NFS allows a system to share directories and files with others over a network. By using NFS, users and programs can access files on remote systems almost as if they were local files.

Some of the most notable benefits that NFS can provide are:

  • Local workstations use less disk space because commonly used data can be stored on a single machine and still remain accessible to others over the network.

  • There is no need for users to have separate home directories on every network machine. Home directories could be set up on the NFS server and made available throughout the network.

  • Storage devices such as floppy disks, CDROM drives, and USB Thumb drives can be used by other machines on the network. This may reduce the number of removable media drives throughout the network.

Installation

At a terminal prompt enter the following command to install the NFS Server:

sudo apt install nfs-kernel-server

To start the NFS server, you can run the following command at a terminal prompt:

sudo systemctl start nfs-kernel-server.service

Configuration

You can configure the directories to be exported by adding them to the /etc/exports file. For example:

/srv     *(ro,sync,subtree_check)
/home    *.hostname.com(rw,sync,no_subtree_check)
/scratch *(rw,async,no_subtree_check,no_root_squash)

Make sure any custom mount points you’re adding have been created (/srv and /home will already exist):

sudo mkdir /scratch

Apply the new config via:

sudo exportfs -a

You can replace * with one of the hostname formats. Make the hostname declaration as specific as possible so unwanted systems cannot access the NFS mount. Be aware that *.hostname.com will match foo.hostname.com but not foo.bar.my-domain.com.

The sync/async options control whether changes are gauranteed to be committed to stable storage before replying to requests. async thus gives a performance benefit but risks data loss or corruption. Even though sync is the default, it’s worth setting since exportfs will issue a warning if it’s left unspecified.

subtree_check and no_subtree_check enables or disables a security verification that subdirectories a client attempts to mount for an exported filesystem are ones they’re permitted to do so. This verification step has some performance implications for some use cases, such as home directories with frequent file renames. Read-only filesystems are more suitable to enable subtree_check on. Like with sync, exportfs will warn if it’s left unspecified.

There are a number of optional settings for NFS mounts for tuning performance, tightening security, or providing conveniences. These settings each have their own trade-offs so it is important to use them with care, only as needed for the particular use case. no_root_squash, for example, adds a convenience to allow root-owned files to be modified by any client system’s root user; in a multi-user environment where executables are allowed on a shared mount point, this could lead to security problems.

NFS Client Configuration

To enable NFS support on a client system, enter the following command at the terminal prompt:

sudo apt install nfs-common

Use the mount command to mount a shared NFS directory from another machine, by typing a command line similar to the following at a terminal prompt:

sudo mkdir /opt/example
sudo mount example.hostname.com:/srv /opt/example

Warning

The mount point directory /opt/example must exist. There should be no files or subdirectories in the /opt/example directory, else they will become inaccessible until the nfs filesystem is unmounted.

Entries taken from a collection of data:
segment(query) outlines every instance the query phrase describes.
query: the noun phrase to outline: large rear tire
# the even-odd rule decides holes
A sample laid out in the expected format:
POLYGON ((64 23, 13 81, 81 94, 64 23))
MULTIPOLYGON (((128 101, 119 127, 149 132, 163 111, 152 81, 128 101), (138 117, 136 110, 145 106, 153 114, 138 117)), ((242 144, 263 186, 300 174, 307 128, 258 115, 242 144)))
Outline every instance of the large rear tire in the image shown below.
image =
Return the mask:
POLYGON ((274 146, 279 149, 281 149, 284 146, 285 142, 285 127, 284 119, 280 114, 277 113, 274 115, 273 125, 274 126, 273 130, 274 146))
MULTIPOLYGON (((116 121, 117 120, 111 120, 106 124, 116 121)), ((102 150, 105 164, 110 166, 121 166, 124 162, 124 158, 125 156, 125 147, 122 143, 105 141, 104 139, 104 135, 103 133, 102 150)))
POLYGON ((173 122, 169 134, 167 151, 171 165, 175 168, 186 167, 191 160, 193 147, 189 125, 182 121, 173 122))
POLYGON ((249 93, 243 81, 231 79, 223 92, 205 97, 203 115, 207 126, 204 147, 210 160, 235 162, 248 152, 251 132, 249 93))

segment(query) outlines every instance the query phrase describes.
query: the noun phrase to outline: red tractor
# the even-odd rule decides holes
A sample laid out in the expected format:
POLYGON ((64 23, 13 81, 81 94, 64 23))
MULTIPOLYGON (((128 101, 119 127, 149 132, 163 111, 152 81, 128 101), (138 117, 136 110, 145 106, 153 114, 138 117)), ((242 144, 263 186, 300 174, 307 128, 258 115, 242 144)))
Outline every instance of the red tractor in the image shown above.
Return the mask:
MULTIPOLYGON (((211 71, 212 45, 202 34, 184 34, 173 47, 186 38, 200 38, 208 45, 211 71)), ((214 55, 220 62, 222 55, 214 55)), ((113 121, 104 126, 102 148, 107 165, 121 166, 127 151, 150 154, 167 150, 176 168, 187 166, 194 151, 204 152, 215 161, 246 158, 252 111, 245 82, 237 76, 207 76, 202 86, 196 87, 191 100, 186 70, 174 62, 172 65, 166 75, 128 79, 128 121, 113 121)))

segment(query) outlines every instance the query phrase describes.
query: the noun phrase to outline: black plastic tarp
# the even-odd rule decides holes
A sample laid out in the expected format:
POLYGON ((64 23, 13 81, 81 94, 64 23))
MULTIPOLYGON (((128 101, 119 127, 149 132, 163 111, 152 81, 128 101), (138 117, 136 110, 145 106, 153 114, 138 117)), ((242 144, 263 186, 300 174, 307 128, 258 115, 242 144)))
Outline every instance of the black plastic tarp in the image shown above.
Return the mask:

- [STATED PROBLEM A] Write out the passage of the NFS guide starting at "sudo apt install nfs-common" and ending at "filesystem is unmounted.".
- [STATED PROBLEM B] According to the NFS guide, which file do you add directories to in order to configure them for export?

- [FULL SOLUTION A]
sudo apt install nfs-common

Use the mount command to mount a shared NFS directory from another machine, by typing a command line similar to the following at a terminal prompt:

sudo mkdir /opt/example
sudo mount example.hostname.com:/srv /opt/example

Warning

The mount point directory /opt/example must exist. There should be no files or subdirectories in the /opt/example directory, else they will become inaccessible until the nfs filesystem is unmounted.

- [FULL SOLUTION B] The /etc/exports file.